Re: FileSource Usage

Guowei Ma Thu, 20 Jan 2022 18:58:22 -0800

Hi, Meghajit

Thanks Meghajit for sharing your user case.
I found a workaround way that you could try to name your file in a
timestamp style. More details could be found here[1].
Another little concern is that Flink is a distributed system, which means
that we could not assume any order even if we list the file in the created
order.


[1]
https://stackoverflow.com/questions/49045725/gsutil-gcloud-storage-file-listing-sorted-date-descending
Best,
Guowei


On Thu, Jan 20, 2022 at 11:11 PM Meghajit Mazumdar <
meghajit.mazum...@gojek.com> wrote:

> Hi Guowei,
>
> Thanks for your answer. Regarding your question,
> *> Currently there is no such public interface ,which you could extend to
> implement your own strategy. Would you like to share the specific problem
> you currently meet?*
>
> The GCS bucket that we are trying to read from is periodically populated
> with parquet files by another service. This can be daily or even hourly.
> For an already pre-populated bucket, we would like to read the files
> created from, say, day *T* till day *T+10*.  Order matters here and hence
> we would like to read the oldest files first, and then the new ones.  Would
> you know how I can enforce a reading order here ?
>
> Thanks,
> Meghajit
>
>
>
>
> On Thu, Jan 20, 2022 at 2:29 PM Guowei Ma <guowei....@gmail.com> wrote:
>
>> Hi, Meghajit
>>
>> 1. From the implementation [1] the order of split depends on the
>> implementation of the FileSystem.
>>
>> 2. From the implementation [2] the order of the file also depends on the
>> implementation of the FileSystem.
>>
>> 3. Currently there is no such public interface ,which you could extend to
>> implement your own strategy. Would you like to share the specific problem
>> you currently meet?

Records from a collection
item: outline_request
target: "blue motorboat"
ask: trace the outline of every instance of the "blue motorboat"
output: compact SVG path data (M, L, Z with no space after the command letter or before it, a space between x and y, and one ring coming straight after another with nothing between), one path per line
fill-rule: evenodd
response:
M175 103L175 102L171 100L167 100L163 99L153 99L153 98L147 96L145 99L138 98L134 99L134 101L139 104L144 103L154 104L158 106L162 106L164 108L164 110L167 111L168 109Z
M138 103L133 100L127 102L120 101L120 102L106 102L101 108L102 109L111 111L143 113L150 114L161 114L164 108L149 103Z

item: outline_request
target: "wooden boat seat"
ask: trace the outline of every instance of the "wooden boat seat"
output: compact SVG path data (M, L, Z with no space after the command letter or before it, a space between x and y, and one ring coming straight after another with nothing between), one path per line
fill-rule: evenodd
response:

_Directions:_ Please reproduce the part of the FileSource thread between "Re: FileSource Usage" and "be found here[1].", inclusive. This material comes from a separate source.

_Response to the task:_
Re: FileSource Usage

Guowei Ma Thu, 20 Jan 2022 18:58:22 -0800

Hi, Meghajit

Thanks Meghajit for sharing your user case.
I found a workaround way that you could try to name your file in a
timestamp style. More details could be found here[1].